Problem requirements. Set down, word for word, the stretch of lines from the one containing "Target: snow-covered ground" to the end of the records below.

● ● ● ● ● ● ●

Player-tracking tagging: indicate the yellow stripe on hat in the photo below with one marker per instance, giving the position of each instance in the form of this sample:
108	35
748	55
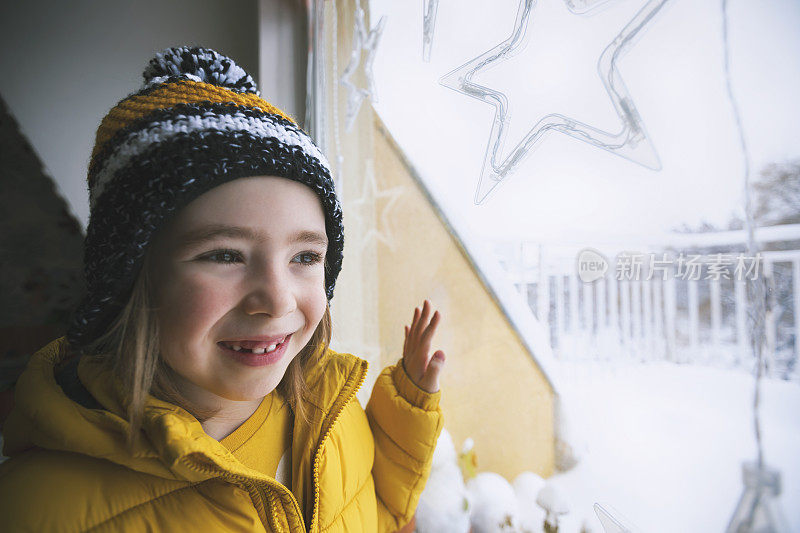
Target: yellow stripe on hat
169	95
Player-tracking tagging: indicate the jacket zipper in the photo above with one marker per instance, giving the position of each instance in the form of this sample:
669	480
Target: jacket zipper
337	411
252	489
253	486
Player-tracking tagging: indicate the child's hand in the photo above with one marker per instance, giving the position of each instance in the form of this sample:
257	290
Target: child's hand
423	369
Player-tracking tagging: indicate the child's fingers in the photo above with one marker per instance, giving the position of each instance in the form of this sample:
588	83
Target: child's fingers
414	322
422	320
430	379
428	332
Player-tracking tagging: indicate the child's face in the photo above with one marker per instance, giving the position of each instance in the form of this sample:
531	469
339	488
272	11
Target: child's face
241	266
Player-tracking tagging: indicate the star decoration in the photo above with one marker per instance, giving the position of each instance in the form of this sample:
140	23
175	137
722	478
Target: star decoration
609	523
429	8
362	41
631	143
370	194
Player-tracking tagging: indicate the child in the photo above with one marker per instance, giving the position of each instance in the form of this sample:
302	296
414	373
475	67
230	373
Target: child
195	390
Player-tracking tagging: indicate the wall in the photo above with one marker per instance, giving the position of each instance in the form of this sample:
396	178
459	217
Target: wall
65	64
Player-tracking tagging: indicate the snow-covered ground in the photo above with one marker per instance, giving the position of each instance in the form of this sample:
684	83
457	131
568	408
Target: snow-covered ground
662	444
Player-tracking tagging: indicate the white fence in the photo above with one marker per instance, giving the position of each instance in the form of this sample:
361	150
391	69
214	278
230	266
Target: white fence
658	313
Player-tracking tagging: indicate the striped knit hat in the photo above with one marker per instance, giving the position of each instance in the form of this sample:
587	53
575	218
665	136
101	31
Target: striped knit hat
197	122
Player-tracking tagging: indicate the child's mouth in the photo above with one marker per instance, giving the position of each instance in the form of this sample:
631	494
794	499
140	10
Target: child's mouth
256	353
255	347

● ● ● ● ● ● ●

Problem solution.
Target: snow-covered ground
662	444
Player-tracking tagging: indicate the white fence in the photo above with one marker per instance, giving the position of each instance in the form of this sample:
361	150
391	69
214	278
230	266
Target: white fence
658	313
Player-tracking tagging: indicate the striped knit hat in the photo above with one marker per instance, giving the position of each instance in the form of this sample:
587	53
575	218
665	136
101	31
Target: striped knit hat
197	122
Player-tracking tagging: indicate the child's mouth in the photo above with one marker per instance, giving the position of each instance in the form of this sample:
631	494
794	499
140	10
Target: child's mouth
256	353
255	347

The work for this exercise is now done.